### [HOW TO COMPLETE THIS TASK]
Revise the material from the line containing "9L43 16L45 40H58L60" through the line containing "positive clicks: (44, 0)", replacing "rough mask" with "coarse mask" and leaving all else unchanged; give only those lines.
[DATA TO PROCESS — start]
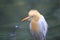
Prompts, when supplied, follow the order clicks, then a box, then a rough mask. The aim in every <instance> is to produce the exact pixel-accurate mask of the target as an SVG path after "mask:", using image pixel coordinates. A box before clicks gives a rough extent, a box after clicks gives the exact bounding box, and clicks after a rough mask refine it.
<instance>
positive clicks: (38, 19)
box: [21, 10, 48, 40]
mask: <svg viewBox="0 0 60 40" xmlns="http://www.w3.org/2000/svg"><path fill="white" fill-rule="evenodd" d="M26 20H30V31H31V33H32V37H33V39H34V40H46V33H47V29H48V24H47V22H46V20H45V18H44V16H43V15H41V14H40V13H39V12H38V11H37V10H30V11H29V13H28V17H26V18H24V19H22V20H21V21H26Z"/></svg>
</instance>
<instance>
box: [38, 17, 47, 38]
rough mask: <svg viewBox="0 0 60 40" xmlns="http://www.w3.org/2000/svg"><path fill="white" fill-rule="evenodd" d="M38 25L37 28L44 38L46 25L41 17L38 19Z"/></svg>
mask: <svg viewBox="0 0 60 40" xmlns="http://www.w3.org/2000/svg"><path fill="white" fill-rule="evenodd" d="M38 24H39V27H40V28H41V30H42V33H43V36H44V37H45V36H46V32H47V28H48V25H47V22H46V21H45V19H44V17H43V16H41V18H40V19H39V23H38Z"/></svg>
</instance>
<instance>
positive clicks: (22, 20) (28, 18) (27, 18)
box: [21, 17, 30, 22]
mask: <svg viewBox="0 0 60 40" xmlns="http://www.w3.org/2000/svg"><path fill="white" fill-rule="evenodd" d="M29 19H30V17H26V18H23V19H22V20H21V21H22V22H23V21H26V20H29Z"/></svg>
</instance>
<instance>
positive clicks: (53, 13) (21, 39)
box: [0, 0, 60, 40]
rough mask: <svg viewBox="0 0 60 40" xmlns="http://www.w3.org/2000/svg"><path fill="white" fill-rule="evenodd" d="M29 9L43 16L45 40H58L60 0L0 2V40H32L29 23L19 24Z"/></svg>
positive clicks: (44, 0)
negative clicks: (46, 28)
mask: <svg viewBox="0 0 60 40" xmlns="http://www.w3.org/2000/svg"><path fill="white" fill-rule="evenodd" d="M31 9H36V10H38V11H39V12H40V13H41V14H42V15H44V17H45V19H46V21H47V23H48V25H49V27H48V32H47V40H60V0H0V40H33V39H32V36H31V33H30V31H29V22H28V21H25V22H21V19H22V18H24V17H26V16H27V14H28V11H29V10H31Z"/></svg>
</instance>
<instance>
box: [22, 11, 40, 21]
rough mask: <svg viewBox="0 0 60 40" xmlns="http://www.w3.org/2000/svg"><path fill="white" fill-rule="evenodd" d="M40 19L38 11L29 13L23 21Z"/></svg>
mask: <svg viewBox="0 0 60 40" xmlns="http://www.w3.org/2000/svg"><path fill="white" fill-rule="evenodd" d="M39 17H40V13H39V12H38V11H37V10H30V11H29V13H28V17H26V18H23V19H22V20H21V21H26V20H32V19H38V18H39Z"/></svg>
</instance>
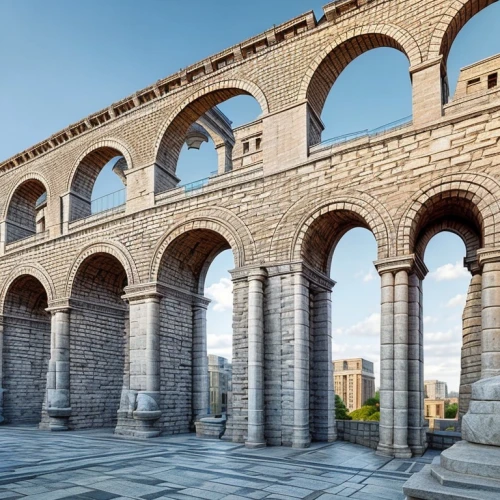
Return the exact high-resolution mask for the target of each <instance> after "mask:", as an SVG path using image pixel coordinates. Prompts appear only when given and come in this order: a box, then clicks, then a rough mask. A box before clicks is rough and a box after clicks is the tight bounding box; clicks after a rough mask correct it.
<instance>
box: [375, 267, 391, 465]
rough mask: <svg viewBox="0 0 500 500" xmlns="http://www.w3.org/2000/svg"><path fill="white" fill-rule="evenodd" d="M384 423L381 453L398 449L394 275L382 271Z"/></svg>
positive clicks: (383, 389)
mask: <svg viewBox="0 0 500 500" xmlns="http://www.w3.org/2000/svg"><path fill="white" fill-rule="evenodd" d="M379 272H380V274H381V297H380V302H381V313H380V317H381V318H380V424H379V425H380V426H379V434H380V437H379V444H378V447H377V454H379V455H387V456H392V454H393V453H394V450H393V445H394V275H393V274H392V272H391V271H390V270H388V271H386V272H381V271H380V269H379Z"/></svg>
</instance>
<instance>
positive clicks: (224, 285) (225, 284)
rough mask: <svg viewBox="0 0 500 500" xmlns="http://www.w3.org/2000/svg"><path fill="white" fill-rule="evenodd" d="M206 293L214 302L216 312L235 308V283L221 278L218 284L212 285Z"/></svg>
mask: <svg viewBox="0 0 500 500" xmlns="http://www.w3.org/2000/svg"><path fill="white" fill-rule="evenodd" d="M205 293H206V295H207V297H208V298H210V299H212V300H213V301H214V311H229V310H231V309H232V308H233V282H232V281H231V280H230V279H228V278H221V279H220V280H219V281H218V283H214V284H213V285H210V286H209V287H208V288H207V289H206V290H205Z"/></svg>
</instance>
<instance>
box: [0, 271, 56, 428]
mask: <svg viewBox="0 0 500 500" xmlns="http://www.w3.org/2000/svg"><path fill="white" fill-rule="evenodd" d="M46 309H47V292H46V290H45V288H44V287H43V285H42V284H41V283H40V281H38V280H37V279H36V278H35V277H33V276H29V275H24V276H20V277H19V278H17V279H16V280H15V281H14V282H13V283H12V284H11V286H10V287H9V289H8V291H7V294H6V297H5V302H4V311H3V380H2V386H3V389H4V391H5V392H4V394H3V400H4V403H3V404H4V418H5V421H6V422H7V423H11V424H38V423H40V422H41V421H42V416H43V413H44V412H42V407H43V404H44V401H45V392H46V391H45V389H46V383H47V369H48V363H49V359H50V330H51V328H50V314H49V313H48V312H47V311H46Z"/></svg>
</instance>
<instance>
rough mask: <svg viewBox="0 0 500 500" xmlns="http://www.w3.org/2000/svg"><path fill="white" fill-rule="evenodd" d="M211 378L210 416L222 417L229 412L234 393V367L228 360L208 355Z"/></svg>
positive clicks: (214, 356)
mask: <svg viewBox="0 0 500 500" xmlns="http://www.w3.org/2000/svg"><path fill="white" fill-rule="evenodd" d="M208 374H209V377H210V414H211V415H222V414H223V413H226V412H227V404H228V399H229V397H230V394H231V391H232V365H231V363H229V361H228V360H227V359H226V358H222V357H221V356H216V355H214V354H209V355H208Z"/></svg>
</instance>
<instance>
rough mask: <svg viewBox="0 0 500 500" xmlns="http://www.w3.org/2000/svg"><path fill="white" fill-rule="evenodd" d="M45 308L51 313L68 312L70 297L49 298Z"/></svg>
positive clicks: (49, 312)
mask: <svg viewBox="0 0 500 500" xmlns="http://www.w3.org/2000/svg"><path fill="white" fill-rule="evenodd" d="M45 310H46V311H47V312H48V313H51V314H55V313H58V312H69V311H70V310H71V299H70V298H69V297H64V298H60V299H54V300H51V301H50V302H49V303H48V307H47V308H46V309H45Z"/></svg>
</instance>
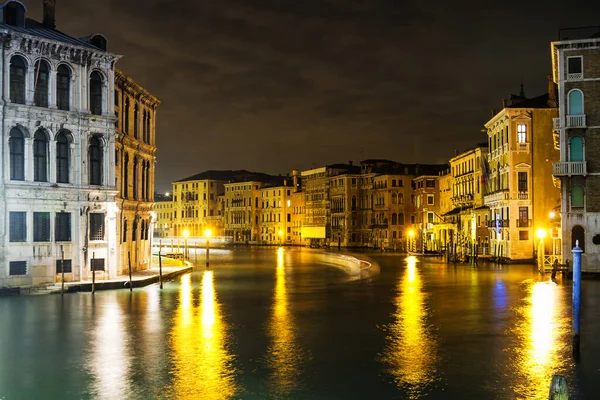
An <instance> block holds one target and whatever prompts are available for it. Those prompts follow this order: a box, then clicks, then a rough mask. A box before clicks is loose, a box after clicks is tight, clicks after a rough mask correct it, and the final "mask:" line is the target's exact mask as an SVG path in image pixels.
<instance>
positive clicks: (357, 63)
mask: <svg viewBox="0 0 600 400" xmlns="http://www.w3.org/2000/svg"><path fill="white" fill-rule="evenodd" d="M41 3H42V1H41V0H27V1H25V4H26V6H27V7H28V16H29V17H30V18H34V19H37V20H41V15H42V13H41ZM56 15H57V28H58V29H59V30H61V31H64V32H65V33H68V34H71V35H73V36H87V35H89V34H91V33H96V32H100V33H103V34H104V35H105V36H106V37H107V39H108V46H109V51H112V52H115V53H118V54H122V55H124V57H123V58H122V59H121V61H119V63H118V67H119V68H120V69H122V70H123V71H124V72H125V73H126V74H127V75H129V76H131V77H132V78H133V79H134V80H135V81H136V82H138V83H139V84H141V85H142V86H143V87H145V88H146V89H147V90H148V91H149V92H151V93H152V94H154V95H156V96H157V97H158V98H160V99H161V101H162V105H161V106H160V107H159V112H158V129H157V143H158V148H159V150H158V166H157V171H156V187H157V190H159V191H167V190H170V188H171V186H170V183H171V182H172V181H174V180H178V179H182V178H185V177H187V176H190V175H193V174H196V173H199V172H202V171H204V170H208V169H248V170H251V171H260V172H266V173H272V174H287V173H289V172H290V170H291V169H294V168H297V169H300V170H302V169H308V168H313V167H321V166H324V165H326V164H332V163H338V162H348V161H350V160H352V161H354V162H359V161H361V160H364V159H367V158H385V159H391V160H394V161H399V162H406V163H413V162H421V163H437V162H446V161H447V160H448V158H450V157H451V156H452V155H453V154H454V150H455V149H457V150H459V151H462V150H465V149H466V148H469V147H472V146H473V145H475V144H476V143H478V142H482V141H485V140H486V137H485V135H484V134H482V133H481V129H482V128H483V124H484V123H485V122H486V121H487V120H488V119H489V117H490V109H492V108H495V109H500V108H501V99H502V98H503V97H505V98H507V97H508V96H509V95H510V94H511V93H518V92H519V85H520V83H521V81H523V83H524V84H525V94H526V95H527V96H530V97H533V96H535V95H539V94H543V93H546V91H547V81H546V75H547V74H549V73H551V58H550V41H552V40H556V39H557V37H558V29H559V28H570V27H577V26H589V25H600V20H599V19H598V17H599V16H600V2H598V1H587V2H581V1H575V0H571V1H566V0H565V1H560V2H557V1H555V2H550V1H538V0H536V1H518V2H517V1H505V2H497V1H495V2H490V1H485V0H484V1H482V0H477V1H447V0H430V1H401V0H297V1H294V0H179V1H175V0H146V1H142V0H102V1H92V0H57V11H56Z"/></svg>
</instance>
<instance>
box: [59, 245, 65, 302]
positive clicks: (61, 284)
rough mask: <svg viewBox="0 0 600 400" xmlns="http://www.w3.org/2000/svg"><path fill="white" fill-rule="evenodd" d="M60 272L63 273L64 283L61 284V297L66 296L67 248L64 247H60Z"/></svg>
mask: <svg viewBox="0 0 600 400" xmlns="http://www.w3.org/2000/svg"><path fill="white" fill-rule="evenodd" d="M60 258H61V261H60V272H61V273H62V282H61V284H60V295H61V296H63V295H64V294H65V248H64V247H63V245H62V244H61V245H60Z"/></svg>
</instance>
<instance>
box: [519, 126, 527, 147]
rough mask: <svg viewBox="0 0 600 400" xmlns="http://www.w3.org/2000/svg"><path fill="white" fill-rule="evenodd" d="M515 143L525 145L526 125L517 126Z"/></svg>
mask: <svg viewBox="0 0 600 400" xmlns="http://www.w3.org/2000/svg"><path fill="white" fill-rule="evenodd" d="M517 142H518V143H527V125H525V124H519V125H517Z"/></svg>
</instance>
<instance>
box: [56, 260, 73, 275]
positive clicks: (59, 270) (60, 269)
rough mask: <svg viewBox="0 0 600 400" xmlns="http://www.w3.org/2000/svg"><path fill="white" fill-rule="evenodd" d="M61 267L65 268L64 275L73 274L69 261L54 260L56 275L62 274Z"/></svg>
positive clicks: (71, 263)
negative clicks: (64, 272) (55, 262)
mask: <svg viewBox="0 0 600 400" xmlns="http://www.w3.org/2000/svg"><path fill="white" fill-rule="evenodd" d="M63 265H64V268H65V271H64V272H65V274H70V273H71V272H73V267H72V263H71V260H64V263H63V260H56V273H57V274H62V273H63Z"/></svg>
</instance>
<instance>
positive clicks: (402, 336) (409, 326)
mask: <svg viewBox="0 0 600 400" xmlns="http://www.w3.org/2000/svg"><path fill="white" fill-rule="evenodd" d="M407 263H408V265H407V268H406V271H405V274H404V277H403V278H402V279H401V280H400V281H399V283H398V288H397V293H398V295H397V297H396V301H395V304H396V307H397V311H396V315H395V317H396V321H395V322H394V323H393V324H392V325H391V326H390V331H389V336H388V345H387V346H386V349H385V354H384V356H383V360H384V362H386V363H387V364H388V365H389V370H388V371H389V373H390V374H391V375H392V376H393V377H394V381H395V383H396V385H397V386H398V387H400V388H403V389H406V390H407V392H408V395H409V398H411V399H412V398H418V397H420V396H421V395H422V394H423V390H424V389H425V387H426V386H427V385H428V384H429V383H431V382H432V381H434V380H435V372H436V369H435V368H436V362H437V343H436V340H435V339H434V337H433V336H432V335H431V333H430V331H429V328H428V325H427V316H428V315H427V307H426V303H425V294H424V293H423V282H422V280H421V276H420V274H419V271H418V269H417V265H416V258H414V257H409V258H408V259H407Z"/></svg>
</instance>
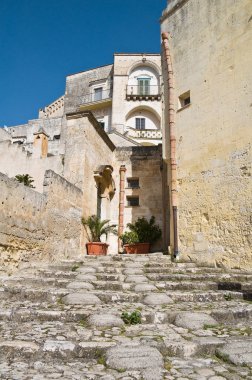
[DATA TO PROCESS — finish]
### [ANSWER FOR THIS EXERCISE]
coarse mask: <svg viewBox="0 0 60 40" xmlns="http://www.w3.org/2000/svg"><path fill="white" fill-rule="evenodd" d="M29 9L43 16L45 40H58L60 0L0 2V40H32L29 23L19 24Z"/></svg>
positive clicks: (44, 0)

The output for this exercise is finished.